## Start Exercise input
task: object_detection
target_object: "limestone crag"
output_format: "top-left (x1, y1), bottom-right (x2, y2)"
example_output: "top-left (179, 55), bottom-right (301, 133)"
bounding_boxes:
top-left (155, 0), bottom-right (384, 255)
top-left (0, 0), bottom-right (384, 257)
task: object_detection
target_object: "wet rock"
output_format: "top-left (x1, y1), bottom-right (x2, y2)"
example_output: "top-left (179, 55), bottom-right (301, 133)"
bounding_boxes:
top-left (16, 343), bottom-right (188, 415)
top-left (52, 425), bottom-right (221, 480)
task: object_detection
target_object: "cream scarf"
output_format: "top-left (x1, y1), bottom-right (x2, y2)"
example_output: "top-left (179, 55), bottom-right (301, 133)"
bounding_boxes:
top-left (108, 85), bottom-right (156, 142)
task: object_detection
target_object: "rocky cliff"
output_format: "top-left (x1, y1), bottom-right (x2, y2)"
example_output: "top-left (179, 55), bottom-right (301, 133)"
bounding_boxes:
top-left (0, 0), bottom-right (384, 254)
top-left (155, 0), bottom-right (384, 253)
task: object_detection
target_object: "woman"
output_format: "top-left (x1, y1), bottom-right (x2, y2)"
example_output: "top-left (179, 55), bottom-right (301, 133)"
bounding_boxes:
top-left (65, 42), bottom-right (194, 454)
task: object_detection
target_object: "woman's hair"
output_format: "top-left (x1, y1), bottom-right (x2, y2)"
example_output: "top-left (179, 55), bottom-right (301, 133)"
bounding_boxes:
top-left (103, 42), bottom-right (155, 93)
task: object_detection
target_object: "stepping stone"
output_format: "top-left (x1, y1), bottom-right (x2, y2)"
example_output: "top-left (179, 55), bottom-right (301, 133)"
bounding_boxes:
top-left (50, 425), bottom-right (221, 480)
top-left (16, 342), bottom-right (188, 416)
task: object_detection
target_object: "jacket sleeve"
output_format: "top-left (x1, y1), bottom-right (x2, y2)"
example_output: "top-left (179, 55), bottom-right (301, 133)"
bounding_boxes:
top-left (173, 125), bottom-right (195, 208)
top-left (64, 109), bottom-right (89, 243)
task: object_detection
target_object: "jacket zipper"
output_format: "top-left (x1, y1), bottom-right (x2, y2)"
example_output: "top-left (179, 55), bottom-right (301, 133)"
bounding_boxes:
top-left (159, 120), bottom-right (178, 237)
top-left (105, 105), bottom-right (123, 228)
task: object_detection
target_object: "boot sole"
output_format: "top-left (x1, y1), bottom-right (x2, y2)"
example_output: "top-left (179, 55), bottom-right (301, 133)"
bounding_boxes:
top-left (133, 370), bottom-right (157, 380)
## End Exercise input
Short task →
Reproduce the records above with every instance of "jacket" replaced by "coat", keeping all other text identical.

Output →
task: object_detection
target_object: "limestone crag"
output_format: "top-left (x1, y1), bottom-right (x2, y2)"
example_output: "top-left (179, 55), bottom-right (301, 133)"
bounding_boxes:
top-left (155, 0), bottom-right (384, 255)
top-left (0, 0), bottom-right (384, 257)
task: object_detection
target_object: "wet rock"
output_format: "top-left (x1, y1), bottom-right (x2, y2)"
example_output: "top-left (179, 55), bottom-right (301, 133)"
bounding_boxes:
top-left (16, 343), bottom-right (188, 415)
top-left (52, 425), bottom-right (221, 480)
task: object_detection
target_object: "cream scarf"
output_format: "top-left (x1, y1), bottom-right (x2, y2)"
example_output: "top-left (179, 55), bottom-right (301, 133)"
bounding_boxes:
top-left (108, 85), bottom-right (156, 142)
task: object_detection
target_object: "rocky cliff"
output_format: "top-left (x1, y1), bottom-right (x2, y2)"
example_output: "top-left (179, 55), bottom-right (301, 133)"
bounding_boxes:
top-left (0, 0), bottom-right (384, 254)
top-left (155, 0), bottom-right (384, 253)
task: object_detection
target_object: "woman"
output_format: "top-left (x1, y1), bottom-right (x2, y2)"
example_output: "top-left (179, 55), bottom-right (301, 133)"
bounding_boxes:
top-left (65, 42), bottom-right (194, 454)
task: object_detection
target_object: "woman's hair"
output_format: "top-left (x1, y1), bottom-right (x2, y2)"
example_output: "top-left (179, 55), bottom-right (301, 133)"
bounding_boxes:
top-left (103, 42), bottom-right (155, 93)
task: object_detection
target_object: "stepping stone"
output_format: "top-left (x1, y1), bottom-right (x2, y2)"
example_output: "top-left (179, 55), bottom-right (301, 133)"
bounding_boxes:
top-left (50, 425), bottom-right (221, 480)
top-left (16, 342), bottom-right (188, 416)
task: object_detection
target_object: "coat sleeve"
output_format: "top-left (x1, y1), bottom-right (x2, y2)"
example_output: "top-left (179, 55), bottom-right (301, 133)"
bounding_boxes:
top-left (173, 125), bottom-right (195, 208)
top-left (64, 109), bottom-right (89, 243)
task: object_detection
target_object: "coat zipper"
output_format: "top-left (x1, y1), bottom-right (x2, y2)"
example_output: "top-left (179, 55), bottom-right (301, 133)"
bounding_boxes:
top-left (159, 120), bottom-right (178, 237)
top-left (105, 105), bottom-right (123, 228)
task: object_detection
target_object: "boot sole"
output_format: "top-left (x1, y1), bottom-right (x2, y2)"
example_output: "top-left (179, 55), bottom-right (301, 133)"
bounding_boxes:
top-left (133, 370), bottom-right (157, 380)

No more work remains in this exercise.